───── Excerpted records

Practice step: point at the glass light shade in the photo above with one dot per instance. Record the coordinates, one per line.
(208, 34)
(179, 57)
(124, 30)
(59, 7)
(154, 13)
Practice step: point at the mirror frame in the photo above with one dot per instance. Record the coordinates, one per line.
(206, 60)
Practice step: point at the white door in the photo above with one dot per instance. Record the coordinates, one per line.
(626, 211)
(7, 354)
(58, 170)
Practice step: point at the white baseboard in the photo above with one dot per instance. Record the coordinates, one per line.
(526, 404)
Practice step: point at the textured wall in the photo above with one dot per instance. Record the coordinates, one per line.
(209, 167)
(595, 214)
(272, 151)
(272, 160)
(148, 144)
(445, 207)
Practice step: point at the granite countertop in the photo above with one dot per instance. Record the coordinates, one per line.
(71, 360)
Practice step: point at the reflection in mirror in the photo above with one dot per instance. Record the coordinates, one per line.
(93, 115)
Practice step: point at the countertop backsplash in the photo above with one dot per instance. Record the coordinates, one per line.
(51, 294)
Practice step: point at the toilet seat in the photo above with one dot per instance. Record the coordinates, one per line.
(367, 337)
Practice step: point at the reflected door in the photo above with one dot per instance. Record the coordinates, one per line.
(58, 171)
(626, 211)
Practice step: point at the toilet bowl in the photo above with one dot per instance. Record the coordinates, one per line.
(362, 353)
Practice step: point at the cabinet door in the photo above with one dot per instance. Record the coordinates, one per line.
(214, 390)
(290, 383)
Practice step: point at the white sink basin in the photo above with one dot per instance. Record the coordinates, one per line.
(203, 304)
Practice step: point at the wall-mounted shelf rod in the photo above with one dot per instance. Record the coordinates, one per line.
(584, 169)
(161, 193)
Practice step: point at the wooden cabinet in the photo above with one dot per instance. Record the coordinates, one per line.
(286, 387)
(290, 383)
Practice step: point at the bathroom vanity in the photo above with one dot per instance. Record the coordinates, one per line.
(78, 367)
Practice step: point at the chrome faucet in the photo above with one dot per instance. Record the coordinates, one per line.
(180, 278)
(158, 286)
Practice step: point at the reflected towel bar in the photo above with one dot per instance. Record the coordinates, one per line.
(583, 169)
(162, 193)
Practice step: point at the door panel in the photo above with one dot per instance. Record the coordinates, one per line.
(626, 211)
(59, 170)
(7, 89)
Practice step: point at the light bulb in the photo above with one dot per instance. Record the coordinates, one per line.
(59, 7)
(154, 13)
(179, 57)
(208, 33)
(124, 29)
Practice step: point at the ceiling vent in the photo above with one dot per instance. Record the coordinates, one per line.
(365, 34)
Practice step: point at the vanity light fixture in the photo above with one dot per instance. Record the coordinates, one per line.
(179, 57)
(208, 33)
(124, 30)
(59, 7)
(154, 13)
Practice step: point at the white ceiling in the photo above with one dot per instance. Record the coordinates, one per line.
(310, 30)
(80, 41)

──────────

-- What you have to do --
Starting at the line that contains "Practice step: point at the wooden", print every line through the end of the listing, word for word. Leave out all the rest.

-- Expected answer --
Practice step: point at the wooden cabinet in the photo above with one dot per instance. Record the coordinates, one per line.
(286, 387)
(290, 383)
Practice step: point at the bathroom vanity in the photo above with one dot per instance. Record the coordinates, one per line.
(78, 367)
Practice step: point at the chrome faucet in the photo above with one dot per instance. Record the coordinates, one per line.
(180, 278)
(158, 286)
Practice step: point at the reflected towel bar in the photo above with one dot per instance. Record the coordinates, one per line.
(583, 169)
(162, 193)
Practice step: point at the door panel in the photo above with one dot per instance. Record the coordinates, one per line.
(626, 211)
(59, 170)
(7, 89)
Practice step: point at the light bulb in the photo above with one dot per instance. Record the coordinates, one per line.
(59, 7)
(154, 13)
(179, 57)
(208, 33)
(124, 29)
Practice step: point at the ceiling vent in the photo above with one dot per instance. Record the coordinates, one per line.
(365, 34)
Practice step: point at the vanity light fixture in the photo above with one dot per instance. Record the coordinates, one per line.
(179, 57)
(208, 33)
(124, 30)
(59, 7)
(154, 13)
Practice step: point at the white ceiling in the photo above with one dot per instance. Record the coordinates, one per line.
(310, 30)
(80, 41)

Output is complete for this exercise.